== Source material ==
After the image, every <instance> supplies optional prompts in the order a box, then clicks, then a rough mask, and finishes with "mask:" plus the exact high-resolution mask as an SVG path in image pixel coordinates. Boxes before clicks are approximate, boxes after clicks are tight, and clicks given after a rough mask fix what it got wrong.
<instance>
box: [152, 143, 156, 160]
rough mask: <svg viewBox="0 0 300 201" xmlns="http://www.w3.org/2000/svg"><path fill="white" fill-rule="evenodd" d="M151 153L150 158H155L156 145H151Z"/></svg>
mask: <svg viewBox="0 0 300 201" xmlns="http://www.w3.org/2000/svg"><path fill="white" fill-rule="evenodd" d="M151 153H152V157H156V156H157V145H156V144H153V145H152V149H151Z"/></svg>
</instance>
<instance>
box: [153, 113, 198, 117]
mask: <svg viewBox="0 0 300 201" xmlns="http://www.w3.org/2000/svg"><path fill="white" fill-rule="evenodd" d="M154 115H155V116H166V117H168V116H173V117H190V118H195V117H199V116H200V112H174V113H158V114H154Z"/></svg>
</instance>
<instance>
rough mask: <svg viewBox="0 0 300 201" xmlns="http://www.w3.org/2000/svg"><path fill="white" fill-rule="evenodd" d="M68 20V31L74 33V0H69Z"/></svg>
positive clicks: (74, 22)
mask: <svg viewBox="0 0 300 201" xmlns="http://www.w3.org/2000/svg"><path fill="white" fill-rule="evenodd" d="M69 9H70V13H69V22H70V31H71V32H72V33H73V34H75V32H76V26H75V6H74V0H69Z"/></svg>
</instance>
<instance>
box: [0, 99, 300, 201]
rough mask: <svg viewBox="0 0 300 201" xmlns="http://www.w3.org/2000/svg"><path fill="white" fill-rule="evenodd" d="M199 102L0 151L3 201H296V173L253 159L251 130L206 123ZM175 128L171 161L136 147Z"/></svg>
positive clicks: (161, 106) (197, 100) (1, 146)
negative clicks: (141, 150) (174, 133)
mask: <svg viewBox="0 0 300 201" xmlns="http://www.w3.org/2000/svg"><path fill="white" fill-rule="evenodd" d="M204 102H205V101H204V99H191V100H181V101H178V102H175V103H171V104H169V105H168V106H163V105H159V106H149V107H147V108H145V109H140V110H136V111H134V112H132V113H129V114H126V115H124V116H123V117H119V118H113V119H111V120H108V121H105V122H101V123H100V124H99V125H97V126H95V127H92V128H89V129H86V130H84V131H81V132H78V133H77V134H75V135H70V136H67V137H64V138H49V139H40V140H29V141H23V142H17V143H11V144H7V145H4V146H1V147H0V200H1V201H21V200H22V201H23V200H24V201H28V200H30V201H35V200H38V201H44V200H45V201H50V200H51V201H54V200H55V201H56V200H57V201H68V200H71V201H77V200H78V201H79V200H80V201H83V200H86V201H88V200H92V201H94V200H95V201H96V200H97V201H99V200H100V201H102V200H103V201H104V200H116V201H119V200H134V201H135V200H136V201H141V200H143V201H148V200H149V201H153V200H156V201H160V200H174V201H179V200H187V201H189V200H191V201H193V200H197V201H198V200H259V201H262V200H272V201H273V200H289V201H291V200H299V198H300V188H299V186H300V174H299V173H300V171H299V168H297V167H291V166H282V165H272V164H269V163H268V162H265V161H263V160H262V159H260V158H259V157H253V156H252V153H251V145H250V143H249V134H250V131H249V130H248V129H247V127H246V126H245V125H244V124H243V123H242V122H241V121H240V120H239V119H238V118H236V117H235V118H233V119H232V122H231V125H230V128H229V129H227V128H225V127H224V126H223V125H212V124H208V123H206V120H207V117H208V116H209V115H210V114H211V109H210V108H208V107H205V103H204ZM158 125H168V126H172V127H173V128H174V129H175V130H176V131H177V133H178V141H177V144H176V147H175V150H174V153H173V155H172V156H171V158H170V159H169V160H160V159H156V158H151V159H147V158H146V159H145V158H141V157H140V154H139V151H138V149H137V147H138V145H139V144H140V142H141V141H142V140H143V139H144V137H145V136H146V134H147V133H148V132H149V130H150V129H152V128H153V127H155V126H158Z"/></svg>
===
• **Exercise brief**
Each line above needs to be repeated exactly, with nothing omitted.

• **Result for this exercise**
After the image, every <instance> supplies optional prompts in the order a box, then clicks, then a rough mask, and finishes with "mask:" plus the exact high-resolution mask as an SVG path in image pixel coordinates. Boxes before clicks are approximate, boxes after clicks are tight, and clicks given after a rough mask fix what it got wrong.
<instance>
box: [152, 143, 156, 160]
rough mask: <svg viewBox="0 0 300 201" xmlns="http://www.w3.org/2000/svg"><path fill="white" fill-rule="evenodd" d="M151 153L150 158H155L156 145H151Z"/></svg>
mask: <svg viewBox="0 0 300 201" xmlns="http://www.w3.org/2000/svg"><path fill="white" fill-rule="evenodd" d="M151 153H152V157H156V156H157V145H156V144H153V145H152V149H151Z"/></svg>
</instance>
<instance>
box: [153, 113, 198, 117]
mask: <svg viewBox="0 0 300 201" xmlns="http://www.w3.org/2000/svg"><path fill="white" fill-rule="evenodd" d="M154 115H155V116H166V117H168V116H173V117H190V118H195V117H199V116H200V112H174V113H158V114H154Z"/></svg>
</instance>
<instance>
rough mask: <svg viewBox="0 0 300 201" xmlns="http://www.w3.org/2000/svg"><path fill="white" fill-rule="evenodd" d="M68 20V31L74 33V0H69Z"/></svg>
positive clicks: (74, 22)
mask: <svg viewBox="0 0 300 201" xmlns="http://www.w3.org/2000/svg"><path fill="white" fill-rule="evenodd" d="M69 9H70V13H69V22H70V31H71V32H72V33H73V34H75V32H76V26H75V6H74V0H69Z"/></svg>
</instance>
<instance>
box: [0, 99, 300, 201]
rough mask: <svg viewBox="0 0 300 201" xmlns="http://www.w3.org/2000/svg"><path fill="white" fill-rule="evenodd" d="M199 102L0 151L3 201H296V173L253 159L251 130L206 123ZM175 128L171 161L136 147Z"/></svg>
positive clicks: (161, 106) (197, 100) (1, 146)
negative clicks: (141, 150) (174, 133)
mask: <svg viewBox="0 0 300 201" xmlns="http://www.w3.org/2000/svg"><path fill="white" fill-rule="evenodd" d="M204 102H205V101H204V99H191V100H181V101H178V102H175V103H171V104H169V105H168V106H163V105H159V106H149V107H147V108H145V109H140V110H136V111H134V112H132V113H129V114H126V115H124V116H123V117H119V118H113V119H111V120H108V121H105V122H101V123H100V124H99V125H97V126H95V127H92V128H89V129H86V130H84V131H81V132H78V133H77V134H75V135H70V136H67V137H64V138H49V139H40V140H29V141H23V142H17V143H11V144H7V145H4V146H1V147H0V200H1V201H21V200H22V201H23V200H24V201H28V200H30V201H35V200H38V201H44V200H45V201H50V200H51V201H54V200H55V201H56V200H57V201H68V200H71V201H77V200H78V201H79V200H80V201H83V200H86V201H88V200H92V201H94V200H95V201H96V200H97V201H99V200H100V201H102V200H103V201H104V200H116V201H119V200H134V201H135V200H136V201H141V200H143V201H148V200H149V201H153V200H156V201H160V200H174V201H179V200H187V201H189V200H191V201H193V200H197V201H198V200H259V201H262V200H272V201H273V200H289V201H291V200H299V198H300V188H299V186H300V174H299V173H300V171H299V168H297V167H291V166H282V165H272V164H269V163H268V162H265V161H263V160H262V159H260V158H259V157H253V156H252V153H251V145H250V143H249V134H250V131H249V130H248V129H247V127H246V126H245V125H244V124H243V123H242V122H241V121H240V120H239V119H238V118H236V117H235V118H233V119H232V122H231V125H230V128H229V129H227V128H225V127H224V126H223V125H212V124H208V123H206V120H207V117H208V116H209V115H210V114H211V109H210V108H208V107H205V103H204ZM158 125H168V126H172V127H173V128H174V129H175V130H176V131H177V133H178V141H177V144H176V147H175V150H174V153H173V155H172V156H171V158H170V159H169V160H160V159H156V158H151V159H147V158H146V159H145V158H141V157H140V154H139V151H138V149H137V147H138V145H139V144H140V142H141V141H142V140H143V139H144V137H145V136H146V134H147V133H148V132H149V130H150V129H152V128H153V127H155V126H158Z"/></svg>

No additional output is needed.